══ EXERCISE MATERIAL ══

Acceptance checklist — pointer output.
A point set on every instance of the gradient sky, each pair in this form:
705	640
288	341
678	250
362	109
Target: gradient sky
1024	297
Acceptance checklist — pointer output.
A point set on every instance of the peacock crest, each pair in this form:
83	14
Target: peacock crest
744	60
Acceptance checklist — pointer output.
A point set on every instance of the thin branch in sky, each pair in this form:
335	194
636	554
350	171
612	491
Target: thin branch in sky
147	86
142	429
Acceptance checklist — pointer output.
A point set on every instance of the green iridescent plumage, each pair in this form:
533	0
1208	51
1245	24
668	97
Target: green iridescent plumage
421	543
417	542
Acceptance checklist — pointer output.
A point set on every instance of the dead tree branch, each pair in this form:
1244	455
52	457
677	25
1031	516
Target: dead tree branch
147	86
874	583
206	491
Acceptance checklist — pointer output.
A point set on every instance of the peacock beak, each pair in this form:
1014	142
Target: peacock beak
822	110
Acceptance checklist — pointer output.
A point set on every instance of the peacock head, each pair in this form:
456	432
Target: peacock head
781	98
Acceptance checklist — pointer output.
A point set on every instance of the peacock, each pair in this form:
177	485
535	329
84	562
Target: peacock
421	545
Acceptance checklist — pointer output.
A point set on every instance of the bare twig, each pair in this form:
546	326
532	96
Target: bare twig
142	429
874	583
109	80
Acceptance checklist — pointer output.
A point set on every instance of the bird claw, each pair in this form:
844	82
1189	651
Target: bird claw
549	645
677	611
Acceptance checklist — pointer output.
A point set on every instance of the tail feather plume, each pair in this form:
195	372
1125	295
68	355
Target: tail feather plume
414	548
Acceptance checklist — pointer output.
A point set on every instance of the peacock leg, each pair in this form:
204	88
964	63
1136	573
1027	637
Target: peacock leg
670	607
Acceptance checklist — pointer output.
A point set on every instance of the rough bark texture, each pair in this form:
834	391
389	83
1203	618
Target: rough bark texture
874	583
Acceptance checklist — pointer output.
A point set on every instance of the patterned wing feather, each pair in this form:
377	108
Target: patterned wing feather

═══

_YOUR ASSIGNMENT_: Work out how many lines in the listing contain "wing", then write down that number and nothing else.

_RESULT_: 2